*** Opening Data shown ***
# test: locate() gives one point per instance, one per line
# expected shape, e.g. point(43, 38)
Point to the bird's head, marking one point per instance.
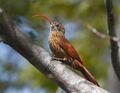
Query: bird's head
point(55, 26)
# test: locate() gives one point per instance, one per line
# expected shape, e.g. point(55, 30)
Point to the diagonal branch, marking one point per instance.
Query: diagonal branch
point(40, 59)
point(114, 45)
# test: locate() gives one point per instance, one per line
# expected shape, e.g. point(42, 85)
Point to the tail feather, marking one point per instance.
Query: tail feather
point(85, 72)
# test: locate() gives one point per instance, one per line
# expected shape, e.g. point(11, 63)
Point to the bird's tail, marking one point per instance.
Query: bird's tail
point(85, 72)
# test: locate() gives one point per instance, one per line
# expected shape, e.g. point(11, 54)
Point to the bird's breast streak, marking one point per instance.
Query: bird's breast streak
point(54, 41)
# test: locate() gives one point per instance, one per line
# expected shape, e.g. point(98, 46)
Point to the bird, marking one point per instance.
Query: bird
point(63, 50)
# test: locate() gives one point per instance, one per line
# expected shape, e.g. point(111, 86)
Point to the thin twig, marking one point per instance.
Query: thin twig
point(40, 59)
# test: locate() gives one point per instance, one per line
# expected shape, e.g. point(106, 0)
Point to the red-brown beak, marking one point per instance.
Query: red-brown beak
point(44, 17)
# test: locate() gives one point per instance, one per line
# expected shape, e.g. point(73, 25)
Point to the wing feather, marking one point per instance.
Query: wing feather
point(68, 48)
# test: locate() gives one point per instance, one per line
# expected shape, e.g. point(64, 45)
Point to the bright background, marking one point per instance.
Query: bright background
point(19, 76)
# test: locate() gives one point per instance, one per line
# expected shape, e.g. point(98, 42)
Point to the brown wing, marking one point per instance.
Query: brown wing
point(68, 48)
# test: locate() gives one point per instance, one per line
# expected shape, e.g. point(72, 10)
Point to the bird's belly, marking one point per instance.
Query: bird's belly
point(55, 48)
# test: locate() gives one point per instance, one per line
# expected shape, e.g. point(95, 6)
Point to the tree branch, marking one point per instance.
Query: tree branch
point(40, 59)
point(112, 33)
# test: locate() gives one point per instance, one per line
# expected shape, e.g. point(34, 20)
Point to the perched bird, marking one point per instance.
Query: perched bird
point(63, 50)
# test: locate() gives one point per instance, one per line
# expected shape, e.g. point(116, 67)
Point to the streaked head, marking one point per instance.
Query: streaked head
point(55, 26)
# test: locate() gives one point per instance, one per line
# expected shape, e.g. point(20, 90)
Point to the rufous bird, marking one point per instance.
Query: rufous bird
point(63, 50)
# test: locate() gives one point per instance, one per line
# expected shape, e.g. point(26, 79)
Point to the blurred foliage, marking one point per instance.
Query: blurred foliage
point(93, 50)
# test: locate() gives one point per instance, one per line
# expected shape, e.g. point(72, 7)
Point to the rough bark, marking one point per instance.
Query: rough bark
point(114, 45)
point(40, 59)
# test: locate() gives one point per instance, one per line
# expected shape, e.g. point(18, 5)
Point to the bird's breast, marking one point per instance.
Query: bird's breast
point(54, 44)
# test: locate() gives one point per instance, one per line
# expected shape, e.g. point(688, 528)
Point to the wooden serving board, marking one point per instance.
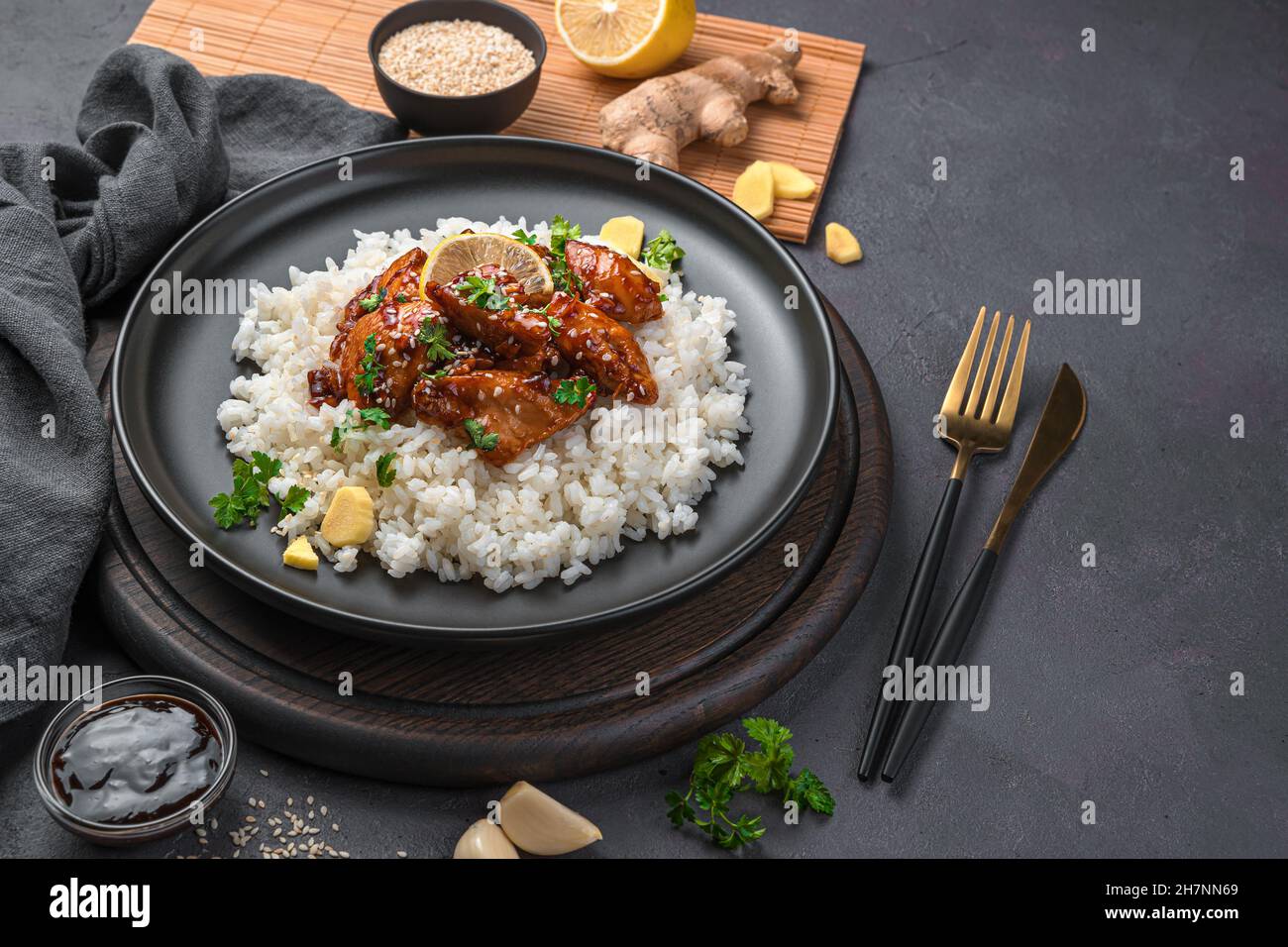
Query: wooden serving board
point(540, 712)
point(326, 42)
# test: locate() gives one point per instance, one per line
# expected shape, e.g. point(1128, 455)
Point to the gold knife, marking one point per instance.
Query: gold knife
point(1057, 428)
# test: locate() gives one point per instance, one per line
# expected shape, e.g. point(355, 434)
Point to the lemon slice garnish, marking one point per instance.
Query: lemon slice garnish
point(465, 252)
point(629, 39)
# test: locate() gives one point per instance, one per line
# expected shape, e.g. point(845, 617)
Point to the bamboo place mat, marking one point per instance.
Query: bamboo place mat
point(326, 42)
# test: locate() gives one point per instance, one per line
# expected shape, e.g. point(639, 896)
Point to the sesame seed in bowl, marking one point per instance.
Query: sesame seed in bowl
point(456, 65)
point(455, 56)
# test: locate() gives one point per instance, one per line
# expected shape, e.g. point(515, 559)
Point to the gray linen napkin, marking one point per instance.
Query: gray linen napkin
point(160, 147)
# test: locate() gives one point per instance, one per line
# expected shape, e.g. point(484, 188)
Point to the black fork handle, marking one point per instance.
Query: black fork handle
point(910, 624)
point(944, 651)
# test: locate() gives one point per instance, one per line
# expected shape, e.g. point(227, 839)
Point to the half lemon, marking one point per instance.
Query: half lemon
point(627, 39)
point(465, 252)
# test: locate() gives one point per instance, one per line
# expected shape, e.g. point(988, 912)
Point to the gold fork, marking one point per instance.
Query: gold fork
point(971, 428)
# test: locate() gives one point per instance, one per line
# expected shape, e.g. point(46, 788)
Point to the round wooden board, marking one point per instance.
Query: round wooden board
point(540, 712)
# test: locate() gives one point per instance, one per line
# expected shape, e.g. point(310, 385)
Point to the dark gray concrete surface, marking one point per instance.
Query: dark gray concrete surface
point(1109, 684)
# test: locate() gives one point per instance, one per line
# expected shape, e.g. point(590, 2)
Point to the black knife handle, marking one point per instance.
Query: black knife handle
point(910, 624)
point(944, 651)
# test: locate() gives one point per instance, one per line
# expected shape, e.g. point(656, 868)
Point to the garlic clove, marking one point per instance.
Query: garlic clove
point(484, 840)
point(541, 825)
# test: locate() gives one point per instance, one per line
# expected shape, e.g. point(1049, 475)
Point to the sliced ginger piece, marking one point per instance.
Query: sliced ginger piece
point(349, 519)
point(842, 247)
point(754, 191)
point(791, 182)
point(625, 235)
point(300, 554)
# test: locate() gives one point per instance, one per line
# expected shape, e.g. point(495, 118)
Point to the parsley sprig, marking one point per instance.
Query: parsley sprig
point(478, 434)
point(482, 292)
point(370, 365)
point(433, 337)
point(365, 419)
point(385, 470)
point(725, 766)
point(575, 390)
point(662, 252)
point(250, 495)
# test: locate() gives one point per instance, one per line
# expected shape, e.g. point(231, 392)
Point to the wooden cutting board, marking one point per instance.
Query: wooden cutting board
point(326, 42)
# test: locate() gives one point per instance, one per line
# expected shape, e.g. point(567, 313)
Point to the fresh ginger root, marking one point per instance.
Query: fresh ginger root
point(842, 247)
point(754, 191)
point(658, 118)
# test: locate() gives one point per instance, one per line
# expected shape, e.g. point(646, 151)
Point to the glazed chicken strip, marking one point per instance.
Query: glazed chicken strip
point(603, 348)
point(518, 408)
point(399, 283)
point(613, 283)
point(487, 304)
point(384, 354)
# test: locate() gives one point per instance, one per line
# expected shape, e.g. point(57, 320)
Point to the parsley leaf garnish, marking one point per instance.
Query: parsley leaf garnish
point(372, 302)
point(433, 337)
point(482, 292)
point(375, 415)
point(250, 493)
point(724, 766)
point(575, 390)
point(366, 418)
point(385, 470)
point(662, 252)
point(480, 436)
point(370, 365)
*** Closing Data shown ***
Task instructions> When a line carries an image, skip the image and repeat everything else above exactly as written.

Response for this exercise>
# test: locate() gives one point per instance, one per line
# expected shape, e.g. point(43, 38)
Point to the bird's head, marking one point per instance.
Query: bird's head
point(55, 26)
# test: locate() gives one point per instance, one per line
# expected shape, e.g. point(55, 30)
Point to the diagonal branch, marking one point per instance.
Query: diagonal branch
point(40, 59)
point(114, 45)
# test: locate() gives one point per instance, one per line
# expected shape, e.g. point(42, 85)
Point to the tail feather, marking one point per instance.
Query: tail feather
point(85, 72)
# test: locate() gives one point per instance, one per line
# expected shape, e.g. point(11, 63)
Point to the bird's tail, marking one point per instance.
Query: bird's tail
point(85, 72)
# test: locate() gives one point per instance, one per line
# expected shape, e.g. point(11, 54)
Point to the bird's breast streak, marking one point per instance.
Query: bird's breast streak
point(54, 41)
# test: locate() gives one point per instance, one per line
# expected shape, e.g. point(98, 46)
Point to the bird, marking one point per instance.
Query: bird
point(63, 50)
# test: locate() gives one point per instance, one per line
# expected shape, e.g. point(111, 86)
Point to the thin twig, marking one point per instance.
Query: thin twig
point(40, 59)
# test: locate() gives one point per instance, one per line
# expected shape, e.g. point(106, 0)
Point to the red-brown beak, marking one point per instance.
Query: red-brown beak
point(44, 17)
# test: locate() gives one point per instance, one per line
# expected shape, e.g. point(73, 25)
Point to the wing feather, marking one point per instance.
Query: wing feather
point(68, 48)
# test: locate() gives one point per instance, one per line
# expected shape, e.g. point(64, 45)
Point to the bright background, marking one point per instance.
Query: bright background
point(19, 76)
# test: locate() gives one point per instance, one per line
# expected shape, e.g. point(98, 42)
Point to the brown wing, marking one point per instance.
Query: brown wing
point(68, 48)
# test: locate() gives one point per instance, one per line
# expected shape, e.g. point(72, 10)
Point to the bird's belly, marking one point per instance.
Query: bird's belly
point(55, 48)
# test: locate() gives one point per instance, one per line
# expected shape, e.g. point(95, 6)
Point to the tree branch, marking one point per instance.
Query: tree branch
point(40, 59)
point(112, 33)
# test: locate() gives one point per instance, one per line
# expected shape, e.g. point(34, 20)
Point to the perched bird, marking one point per instance.
Query: perched bird
point(63, 50)
# test: locate() gives one point per instance, one per line
# expected shape, e.g. point(116, 67)
Point to the streaked head, marking one point per instance.
Query: streaked head
point(55, 26)
# test: locate() gives one point per instance, one per line
# expected shape, e.g. point(20, 90)
Point to the rufous bird, marking one point per instance.
Query: rufous bird
point(63, 50)
# test: locate() gives one point per instance, one per line
# expected shape, e.g. point(26, 79)
Point to the blurred foliage, marking one point per instance.
Query: blurred foliage
point(93, 50)
# test: locate() gives one point per instance, one per line
# expected shape, e.g. point(72, 7)
Point to the rough bark, marking one point per instance.
Query: rough bark
point(114, 45)
point(40, 59)
# test: locate() gives one point per instance, one per line
# expected shape, e.g. point(18, 5)
Point to the bird's breast, marking one point per instance.
Query: bird's breast
point(54, 44)
# test: locate() gives one point per instance, one per line
# expected shape, e.g. point(688, 528)
Point to the wooden serving board, marking one point per instance.
Query: wooden serving board
point(540, 712)
point(326, 42)
# test: locate() gives one point per instance, one per line
# expected shape, e.g. point(1128, 455)
Point to the gold knife, marking one point per instance.
Query: gold knife
point(1057, 428)
# test: locate() gives one point per instance, one per line
# expected shape, e.g. point(355, 434)
Point to the lemon slice garnish, marking one point per instance.
Query: lemon slice garnish
point(465, 252)
point(629, 39)
# test: locate() gives one point per instance, one per line
# expected shape, e.g. point(845, 617)
Point to the bamboo place mat, marking one point per instance.
Query: bamboo place mat
point(326, 42)
# test: locate() gives one point per instance, one per line
# expected shape, e.g. point(639, 896)
Point to the sesame seed in bowl, marking one point per instance.
Query: sesame seed in bowl
point(456, 65)
point(455, 56)
# test: locate() gives one point per instance, one per line
# expected shape, e.g. point(515, 559)
Point to the gray linen napkin, marking one point per instance.
Query: gray linen napkin
point(160, 147)
# test: locate() gives one point per instance, one per line
# expected shape, e.g. point(484, 188)
Point to the black fork handle, marking one point per instance.
Query: black fork handle
point(910, 624)
point(944, 651)
# test: locate() gives one point per instance, one per line
# expected shape, e.g. point(227, 839)
Point to the half lemon, marking one point per instance.
Query: half lemon
point(627, 39)
point(465, 252)
# test: locate() gives one point per instance, one per line
# expected shape, e.g. point(988, 912)
Point to the gold fork, marking one point per instance.
Query: gold fork
point(971, 428)
# test: locate() gives one point per instance, one per line
# expected shape, e.g. point(46, 788)
Point to the round wooden board, marking one point per instance.
Query: round wooden board
point(540, 712)
# test: locate() gives one point per instance, one per line
# expected shape, e.g. point(310, 385)
Point to the dark gray concrete surface, marking one point per instance.
Query: dark gray concrete surface
point(1109, 684)
# test: locate() gives one point per instance, one per line
# expected shape, e.g. point(590, 2)
Point to the black knife handle, marking one point per instance.
Query: black knife handle
point(910, 624)
point(944, 651)
# test: locate() gives one point per instance, one per line
# expected shape, e.g. point(656, 868)
Point to the garlic clove, marking one point per instance.
Query: garlic clove
point(484, 840)
point(541, 825)
# test: locate() gives one point per instance, one per line
# expected shape, e.g. point(1049, 475)
Point to the sliced ginger piece, marking one point per instance.
Query: sliced ginger piece
point(349, 519)
point(842, 247)
point(754, 191)
point(791, 182)
point(625, 235)
point(300, 554)
# test: locate() gives one point per instance, one per line
# expected shape, e.g. point(495, 118)
Point to the parsley sprig, marking one point per instance.
Query: parsley sprig
point(478, 434)
point(482, 292)
point(370, 365)
point(433, 337)
point(365, 419)
point(385, 470)
point(725, 766)
point(575, 390)
point(662, 252)
point(250, 495)
# test: locate() gives one point per instance, one per line
# expected shape, e.g. point(231, 392)
Point to the wooden cutting board, marking one point per instance.
Query: wooden cutting board
point(326, 42)
# test: locate() gives one point per instance, one per line
# expected shape, e.g. point(567, 313)
Point to the fresh ginger root, marking one point per instance.
Query: fresh ginger root
point(842, 247)
point(754, 191)
point(658, 118)
# test: locate() gives one point per instance, one per line
# expected shape, e.g. point(646, 151)
Point to the glazed chicken strip, marking one point per instance.
Query: glazed chicken strip
point(603, 348)
point(518, 408)
point(399, 283)
point(613, 283)
point(487, 304)
point(384, 354)
# test: locate() gives one point per instance, one per line
# expected shape, e.g. point(57, 320)
Point to the parsley leaf garnish, marking one point per instance.
Query: parsley leaf garnish
point(372, 302)
point(433, 337)
point(482, 292)
point(375, 415)
point(250, 493)
point(724, 766)
point(575, 390)
point(366, 418)
point(385, 470)
point(662, 252)
point(480, 436)
point(370, 365)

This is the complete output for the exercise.